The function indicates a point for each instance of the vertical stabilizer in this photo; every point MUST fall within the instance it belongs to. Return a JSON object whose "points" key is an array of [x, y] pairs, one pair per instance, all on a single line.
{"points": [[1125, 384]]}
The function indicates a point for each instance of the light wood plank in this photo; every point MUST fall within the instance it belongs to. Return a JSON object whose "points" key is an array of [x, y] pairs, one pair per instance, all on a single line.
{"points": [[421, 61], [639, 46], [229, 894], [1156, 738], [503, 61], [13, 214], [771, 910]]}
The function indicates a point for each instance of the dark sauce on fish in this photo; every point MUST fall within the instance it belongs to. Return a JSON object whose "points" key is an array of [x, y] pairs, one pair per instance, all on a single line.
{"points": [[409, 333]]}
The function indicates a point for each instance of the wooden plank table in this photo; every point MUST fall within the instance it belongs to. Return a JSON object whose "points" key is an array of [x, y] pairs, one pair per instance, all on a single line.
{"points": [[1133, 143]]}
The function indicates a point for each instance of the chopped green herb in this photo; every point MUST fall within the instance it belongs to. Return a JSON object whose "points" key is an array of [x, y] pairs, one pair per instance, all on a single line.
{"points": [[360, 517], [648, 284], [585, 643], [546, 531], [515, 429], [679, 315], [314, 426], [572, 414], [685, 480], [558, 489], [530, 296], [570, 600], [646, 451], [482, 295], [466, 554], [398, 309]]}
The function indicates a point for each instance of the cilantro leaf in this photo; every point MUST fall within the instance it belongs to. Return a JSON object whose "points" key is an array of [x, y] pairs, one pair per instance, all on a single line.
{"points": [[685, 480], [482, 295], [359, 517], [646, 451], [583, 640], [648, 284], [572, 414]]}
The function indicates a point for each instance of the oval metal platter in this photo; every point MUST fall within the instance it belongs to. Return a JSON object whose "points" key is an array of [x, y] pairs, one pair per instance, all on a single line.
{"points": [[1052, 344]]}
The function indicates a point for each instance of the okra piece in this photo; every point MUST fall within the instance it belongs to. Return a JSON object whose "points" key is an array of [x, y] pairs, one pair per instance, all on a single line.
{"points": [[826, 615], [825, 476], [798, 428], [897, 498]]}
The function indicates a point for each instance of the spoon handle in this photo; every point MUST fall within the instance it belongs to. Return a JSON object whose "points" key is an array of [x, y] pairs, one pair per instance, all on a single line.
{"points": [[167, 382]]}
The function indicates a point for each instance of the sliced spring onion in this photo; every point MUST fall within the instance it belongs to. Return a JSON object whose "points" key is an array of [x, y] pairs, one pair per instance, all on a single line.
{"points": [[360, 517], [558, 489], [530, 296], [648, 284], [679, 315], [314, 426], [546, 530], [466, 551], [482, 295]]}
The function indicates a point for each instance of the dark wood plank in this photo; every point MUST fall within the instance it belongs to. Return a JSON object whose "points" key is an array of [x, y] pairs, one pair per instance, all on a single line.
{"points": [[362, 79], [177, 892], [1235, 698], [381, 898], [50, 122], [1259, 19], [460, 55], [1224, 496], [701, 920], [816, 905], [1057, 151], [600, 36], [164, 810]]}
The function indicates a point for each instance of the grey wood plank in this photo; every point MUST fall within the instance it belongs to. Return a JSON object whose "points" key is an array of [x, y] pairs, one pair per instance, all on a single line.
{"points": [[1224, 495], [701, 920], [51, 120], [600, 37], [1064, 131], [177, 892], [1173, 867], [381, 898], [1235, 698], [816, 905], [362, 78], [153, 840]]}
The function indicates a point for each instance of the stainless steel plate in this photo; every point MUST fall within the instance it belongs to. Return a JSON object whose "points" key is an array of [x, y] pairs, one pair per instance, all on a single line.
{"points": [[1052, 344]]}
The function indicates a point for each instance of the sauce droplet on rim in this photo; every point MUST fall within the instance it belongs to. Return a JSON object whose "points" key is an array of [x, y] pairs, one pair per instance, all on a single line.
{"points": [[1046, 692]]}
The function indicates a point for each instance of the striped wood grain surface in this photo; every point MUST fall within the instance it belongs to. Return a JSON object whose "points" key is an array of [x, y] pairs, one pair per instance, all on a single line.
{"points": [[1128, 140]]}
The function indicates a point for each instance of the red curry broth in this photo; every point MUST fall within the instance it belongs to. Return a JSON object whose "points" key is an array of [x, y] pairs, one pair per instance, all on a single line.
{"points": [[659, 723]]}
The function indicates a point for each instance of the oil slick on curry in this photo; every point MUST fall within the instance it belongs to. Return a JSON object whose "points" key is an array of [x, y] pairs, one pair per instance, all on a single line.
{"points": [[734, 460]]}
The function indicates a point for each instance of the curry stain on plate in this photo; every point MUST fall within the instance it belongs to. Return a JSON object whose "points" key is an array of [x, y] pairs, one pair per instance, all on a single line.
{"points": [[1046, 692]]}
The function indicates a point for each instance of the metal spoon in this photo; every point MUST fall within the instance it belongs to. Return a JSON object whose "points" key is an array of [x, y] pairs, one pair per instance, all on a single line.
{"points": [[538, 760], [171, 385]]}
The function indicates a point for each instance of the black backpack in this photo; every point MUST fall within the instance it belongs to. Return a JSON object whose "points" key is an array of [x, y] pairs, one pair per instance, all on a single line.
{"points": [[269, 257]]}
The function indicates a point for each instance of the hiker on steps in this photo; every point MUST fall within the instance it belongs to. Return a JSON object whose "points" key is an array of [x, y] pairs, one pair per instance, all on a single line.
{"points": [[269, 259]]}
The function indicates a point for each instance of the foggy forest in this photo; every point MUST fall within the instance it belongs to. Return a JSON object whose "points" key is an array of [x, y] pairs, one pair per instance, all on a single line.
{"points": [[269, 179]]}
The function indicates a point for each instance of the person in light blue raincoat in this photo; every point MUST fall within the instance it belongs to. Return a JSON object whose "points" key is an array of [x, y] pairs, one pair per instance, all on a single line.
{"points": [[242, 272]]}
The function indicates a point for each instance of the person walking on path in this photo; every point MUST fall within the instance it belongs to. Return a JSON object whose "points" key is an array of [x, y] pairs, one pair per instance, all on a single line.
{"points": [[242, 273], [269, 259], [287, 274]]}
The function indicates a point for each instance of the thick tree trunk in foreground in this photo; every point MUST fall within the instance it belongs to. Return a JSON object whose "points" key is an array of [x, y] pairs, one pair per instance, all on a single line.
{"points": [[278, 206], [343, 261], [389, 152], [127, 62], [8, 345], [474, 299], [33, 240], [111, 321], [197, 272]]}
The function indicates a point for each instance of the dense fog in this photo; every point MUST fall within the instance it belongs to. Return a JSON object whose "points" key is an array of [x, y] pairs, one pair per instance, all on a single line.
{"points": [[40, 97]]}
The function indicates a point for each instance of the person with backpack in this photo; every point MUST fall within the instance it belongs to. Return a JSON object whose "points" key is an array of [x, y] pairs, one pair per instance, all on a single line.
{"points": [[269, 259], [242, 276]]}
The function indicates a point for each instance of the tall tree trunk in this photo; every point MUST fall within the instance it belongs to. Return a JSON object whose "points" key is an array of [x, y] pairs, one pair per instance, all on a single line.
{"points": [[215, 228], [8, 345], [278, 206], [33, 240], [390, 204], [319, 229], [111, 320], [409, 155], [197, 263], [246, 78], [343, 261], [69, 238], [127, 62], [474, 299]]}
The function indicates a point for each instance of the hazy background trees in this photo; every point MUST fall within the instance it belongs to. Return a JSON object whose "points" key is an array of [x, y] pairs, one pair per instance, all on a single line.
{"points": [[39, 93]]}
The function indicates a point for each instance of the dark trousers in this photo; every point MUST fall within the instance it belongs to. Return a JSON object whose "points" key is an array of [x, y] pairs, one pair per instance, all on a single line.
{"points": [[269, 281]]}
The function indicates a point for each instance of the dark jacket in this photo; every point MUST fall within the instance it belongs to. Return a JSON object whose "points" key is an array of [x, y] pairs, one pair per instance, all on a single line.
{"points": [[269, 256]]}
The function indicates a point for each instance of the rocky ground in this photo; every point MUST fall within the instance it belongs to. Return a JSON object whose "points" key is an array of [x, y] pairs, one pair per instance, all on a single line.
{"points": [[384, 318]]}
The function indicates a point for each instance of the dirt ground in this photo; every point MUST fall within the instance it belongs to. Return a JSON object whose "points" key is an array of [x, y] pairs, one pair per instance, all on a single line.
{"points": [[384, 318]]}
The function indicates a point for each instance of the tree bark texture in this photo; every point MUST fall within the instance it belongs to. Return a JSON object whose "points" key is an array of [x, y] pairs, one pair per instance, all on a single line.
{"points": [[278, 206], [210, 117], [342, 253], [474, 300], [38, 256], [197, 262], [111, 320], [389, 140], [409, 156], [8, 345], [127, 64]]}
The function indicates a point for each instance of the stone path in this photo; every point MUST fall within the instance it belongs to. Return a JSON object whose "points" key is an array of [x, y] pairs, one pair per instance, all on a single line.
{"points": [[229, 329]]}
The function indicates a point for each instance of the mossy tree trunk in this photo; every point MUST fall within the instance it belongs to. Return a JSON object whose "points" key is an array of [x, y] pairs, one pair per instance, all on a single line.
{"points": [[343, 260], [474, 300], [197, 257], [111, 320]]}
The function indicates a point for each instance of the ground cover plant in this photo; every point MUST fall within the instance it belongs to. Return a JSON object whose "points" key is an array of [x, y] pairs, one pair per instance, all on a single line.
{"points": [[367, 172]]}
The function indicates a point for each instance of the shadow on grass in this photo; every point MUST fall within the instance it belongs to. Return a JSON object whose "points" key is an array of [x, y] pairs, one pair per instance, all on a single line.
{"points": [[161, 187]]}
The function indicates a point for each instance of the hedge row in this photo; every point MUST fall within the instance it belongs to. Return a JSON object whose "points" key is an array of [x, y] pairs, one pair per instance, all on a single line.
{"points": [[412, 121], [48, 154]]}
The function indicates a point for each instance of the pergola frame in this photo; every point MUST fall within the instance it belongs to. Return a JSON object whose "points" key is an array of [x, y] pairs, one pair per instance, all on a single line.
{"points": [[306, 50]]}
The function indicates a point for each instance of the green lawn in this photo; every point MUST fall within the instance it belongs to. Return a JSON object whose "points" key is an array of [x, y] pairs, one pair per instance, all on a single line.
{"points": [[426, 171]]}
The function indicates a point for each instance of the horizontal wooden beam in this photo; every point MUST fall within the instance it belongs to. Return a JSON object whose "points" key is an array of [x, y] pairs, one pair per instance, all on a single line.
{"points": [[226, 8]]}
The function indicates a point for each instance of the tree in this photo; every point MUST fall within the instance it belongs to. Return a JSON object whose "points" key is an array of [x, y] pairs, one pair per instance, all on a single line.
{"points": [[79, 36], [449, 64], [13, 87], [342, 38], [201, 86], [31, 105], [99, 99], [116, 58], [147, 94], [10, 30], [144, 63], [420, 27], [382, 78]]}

* WORK REQUEST
Return exactly the line that contains "of the horizontal" and every line after it, through the last line of the records.

* TASK SOLUTION
The function indicates a point for each instance of the horizontal wooden beam in this photo; every point MUST fall within the instance it belongs to. Return a JSON object whose "points" key is an array of [x, y] pairs, one pair per instance, all on a single line.
{"points": [[226, 8]]}
The function indicates a point for each instance of the tree in this photo; every point MUST fall within the instance it belongs to. Return a JSON object whose "points" key is an array of [x, y] pairs, one pair per instance, all on a single line.
{"points": [[79, 36], [449, 64], [13, 87], [342, 38], [201, 86], [31, 105], [99, 99], [116, 58], [147, 94], [10, 30], [144, 63], [420, 27], [382, 78]]}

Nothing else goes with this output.